_Aim_: Could you reproduce the items below, swapping every instance of "keypoint" for "marker" and changing nothing else?

BEGIN Exercise data

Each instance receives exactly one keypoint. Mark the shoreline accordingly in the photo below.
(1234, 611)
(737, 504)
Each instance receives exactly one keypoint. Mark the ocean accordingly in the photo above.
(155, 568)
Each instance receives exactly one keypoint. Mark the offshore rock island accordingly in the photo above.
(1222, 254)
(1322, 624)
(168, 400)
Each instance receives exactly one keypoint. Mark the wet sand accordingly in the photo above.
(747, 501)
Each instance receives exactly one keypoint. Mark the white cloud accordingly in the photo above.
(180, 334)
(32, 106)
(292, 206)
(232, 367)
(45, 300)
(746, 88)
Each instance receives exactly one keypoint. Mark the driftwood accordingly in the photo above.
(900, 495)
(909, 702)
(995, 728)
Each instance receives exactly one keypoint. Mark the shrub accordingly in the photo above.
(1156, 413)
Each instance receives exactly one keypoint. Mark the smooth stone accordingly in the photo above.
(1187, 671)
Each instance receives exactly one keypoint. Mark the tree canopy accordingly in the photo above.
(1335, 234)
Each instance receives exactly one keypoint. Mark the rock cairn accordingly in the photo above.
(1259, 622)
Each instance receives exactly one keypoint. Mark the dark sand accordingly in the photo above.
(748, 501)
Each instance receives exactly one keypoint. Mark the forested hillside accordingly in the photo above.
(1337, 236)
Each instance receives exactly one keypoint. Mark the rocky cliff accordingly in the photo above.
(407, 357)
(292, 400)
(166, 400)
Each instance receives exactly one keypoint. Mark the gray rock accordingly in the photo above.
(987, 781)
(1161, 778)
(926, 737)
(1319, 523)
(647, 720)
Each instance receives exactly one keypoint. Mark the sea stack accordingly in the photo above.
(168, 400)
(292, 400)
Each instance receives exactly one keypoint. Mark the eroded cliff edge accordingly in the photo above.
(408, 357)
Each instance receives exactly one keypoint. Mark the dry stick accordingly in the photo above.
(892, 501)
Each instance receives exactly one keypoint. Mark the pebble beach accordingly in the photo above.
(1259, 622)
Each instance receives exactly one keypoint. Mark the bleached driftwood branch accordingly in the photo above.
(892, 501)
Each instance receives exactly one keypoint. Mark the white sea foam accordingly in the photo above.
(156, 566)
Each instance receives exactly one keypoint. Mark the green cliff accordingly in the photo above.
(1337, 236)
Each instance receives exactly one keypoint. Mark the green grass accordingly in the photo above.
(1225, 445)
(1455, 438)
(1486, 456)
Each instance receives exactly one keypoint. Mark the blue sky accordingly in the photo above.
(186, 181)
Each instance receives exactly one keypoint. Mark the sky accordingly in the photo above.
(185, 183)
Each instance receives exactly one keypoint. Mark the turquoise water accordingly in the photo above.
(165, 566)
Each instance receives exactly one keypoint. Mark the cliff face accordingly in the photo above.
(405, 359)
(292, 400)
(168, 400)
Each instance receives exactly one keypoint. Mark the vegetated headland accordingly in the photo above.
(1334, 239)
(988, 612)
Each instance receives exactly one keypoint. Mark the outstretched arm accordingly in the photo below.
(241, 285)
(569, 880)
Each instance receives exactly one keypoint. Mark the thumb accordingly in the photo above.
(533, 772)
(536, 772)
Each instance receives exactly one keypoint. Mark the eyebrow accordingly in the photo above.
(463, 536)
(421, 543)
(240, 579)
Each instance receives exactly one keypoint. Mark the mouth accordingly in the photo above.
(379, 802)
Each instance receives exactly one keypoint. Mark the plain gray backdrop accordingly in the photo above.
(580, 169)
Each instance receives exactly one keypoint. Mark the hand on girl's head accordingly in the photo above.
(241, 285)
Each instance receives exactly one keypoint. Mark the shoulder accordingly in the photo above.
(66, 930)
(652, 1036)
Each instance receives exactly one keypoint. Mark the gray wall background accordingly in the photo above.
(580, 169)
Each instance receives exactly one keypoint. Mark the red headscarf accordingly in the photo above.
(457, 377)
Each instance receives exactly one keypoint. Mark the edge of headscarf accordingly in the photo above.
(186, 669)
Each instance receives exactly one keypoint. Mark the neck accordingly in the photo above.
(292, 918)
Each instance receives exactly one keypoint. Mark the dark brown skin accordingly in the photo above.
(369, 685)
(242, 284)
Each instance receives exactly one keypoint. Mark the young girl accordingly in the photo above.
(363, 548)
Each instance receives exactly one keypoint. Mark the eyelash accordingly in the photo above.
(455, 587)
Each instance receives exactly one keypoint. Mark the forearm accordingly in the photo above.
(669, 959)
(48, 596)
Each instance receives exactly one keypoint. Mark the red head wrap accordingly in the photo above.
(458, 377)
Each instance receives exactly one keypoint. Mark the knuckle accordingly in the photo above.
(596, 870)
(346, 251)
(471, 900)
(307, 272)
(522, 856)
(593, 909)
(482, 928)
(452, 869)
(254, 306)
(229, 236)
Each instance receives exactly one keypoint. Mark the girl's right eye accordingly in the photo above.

END Exercise data

_Answer to this problem_:
Each instance receives exactly one marker. Mark the shoreline accordingly in the photo below.
(1234, 611)
(737, 504)
Each instance receives exactly one marker. Mark the ocean accordingly in the photo above.
(155, 568)
Each instance receives exactly one marker. Mark the offshore rock island accordingly in the photo above.
(1222, 254)
(1322, 624)
(168, 400)
Each instance receives exactly one marker. Mark the wet sand accordingly in the photo above.
(747, 501)
Each instance receives exactly one marker. Mark the white cloud accordingly in the photo above.
(180, 334)
(32, 106)
(292, 206)
(232, 367)
(45, 300)
(746, 88)
Each instance receives exactly one marker. Mark the driftwood accordingly in the photo above.
(900, 495)
(909, 702)
(995, 728)
Each instance receives exactly one marker. Mark the shrub accordingly in the photo above.
(1156, 413)
Each instance receives exactly one marker. Mark the smooth stone accordingly in the photo above.
(1187, 671)
Each instance receives exactly one marker. Mark the tree canopy accordingly in the photo above.
(1335, 234)
Each instance receives exactly one marker. Mark the rock cairn accordingly in the photo above.
(1259, 622)
Each instance receives exactly one marker. Mark the dark sand accordingly in the photo above.
(748, 501)
Each instance receives exactly one marker. Mark the forested hillside accordingly in the photo above.
(1337, 236)
Each instance receives exactly one marker. Mark the rocky cliff accordingly in the photo above.
(407, 357)
(292, 400)
(166, 400)
Each instance receives exactly one marker. Mark the gray rock accordingly in the photo above.
(987, 781)
(1161, 778)
(926, 737)
(1319, 523)
(647, 720)
Each instance receives exactly one marker. Mark the sea stack accordingly in the photo above.
(168, 400)
(292, 400)
Each instance receives exactly one marker. Mark the eroded cliff edge accordingly in the photo above.
(408, 357)
Each instance receives exactly one marker. Mark the dry stick accordingly in the photo above.
(892, 501)
Each instance receives exactly one marker. Mark the pebble beach accordingly in the photo above.
(1259, 622)
Each instance receives exactly one marker. Mark the bleached driftwood branch accordingly in the photo above.
(892, 501)
Each instance receives exactly one marker. Mark the white sea foam accordingly in the photo above.
(156, 566)
Each instance receives exactly one marker. Mark the green cliff accordingly in the photo above.
(1337, 236)
Each instance receives exactly one marker. Mark the green grass accordingly in the photo above.
(1225, 445)
(1455, 438)
(1486, 456)
Each instance receives exactly one marker. Mark the blue sky accordingly in the photo above.
(186, 181)
Each instance receives exactly one marker. Mark the sky accordingly in the photo above.
(185, 183)
Each instance receives exactly one marker. Mark the turquoise water accordingly in the photo above.
(165, 566)
Each instance receives exactly one marker. Mark the cliff face accordingly in the photo above.
(405, 359)
(292, 400)
(168, 400)
Each instance receives exactly one marker. Mark the vegetated headland accordingly in the photo above.
(1334, 239)
(988, 612)
Each instance receives exactly one marker. Mark the outstretched arm accordingly in the photo below.
(241, 285)
(569, 880)
Each instance receives exactly one marker. Mark the thumb accordingly in the photo above.
(533, 772)
(536, 772)
Each instance receives exactly one marker. Mark the eyebrow accordingly in the photo above.
(463, 536)
(421, 543)
(240, 579)
Each instance receives exactly one marker. Mark the mouth accordingly in the photo above.
(379, 802)
Each instance receives exactly one marker. Mark the plain gray backdrop accordingly in the photo above.
(580, 169)
Each instance receives exactly one marker. Mark the hand on girl's head accordingly in the photo above.
(241, 285)
Each instance receives exactly one marker. Mark the shoulder accordingly in the photo above.
(66, 930)
(652, 1036)
Each instance receives exactly one marker. Mark the gray wall background accordingly in the photo above.
(580, 169)
Each instance receives exactly one marker. Mark the red headscarf accordingly in the photo above.
(457, 377)
Each instance receives exactly one marker. Mark the edge of headscarf accordingly in the photo above.
(186, 669)
Each instance receives exactly one marker. Mark the neck accordingly in the photo above.
(292, 918)
Each instance receives exactly one marker. Mark the dark brown skin accordingly in the photo above.
(369, 685)
(242, 284)
Each instance receives exactly one marker. Mark the young girl accordingly in the photo above.
(363, 548)
Each instance receives exactly one marker. Mark the eyelash accordingly in the photo above.
(455, 587)
Each instance receives exactly one marker. Mark the forearm accordingly in the photo above.
(669, 959)
(48, 596)
Each instance receives exactly one marker. Mark the red head wrap accordingly in the photo above.
(458, 377)
Each instance receives exactly one marker. Mark the knuckle accordingly in the photo above.
(596, 870)
(346, 251)
(471, 900)
(307, 272)
(522, 856)
(593, 909)
(482, 928)
(452, 869)
(254, 306)
(229, 236)
Each instance receives exactly one marker. Mark the girl's right eye accordingly in the photo above.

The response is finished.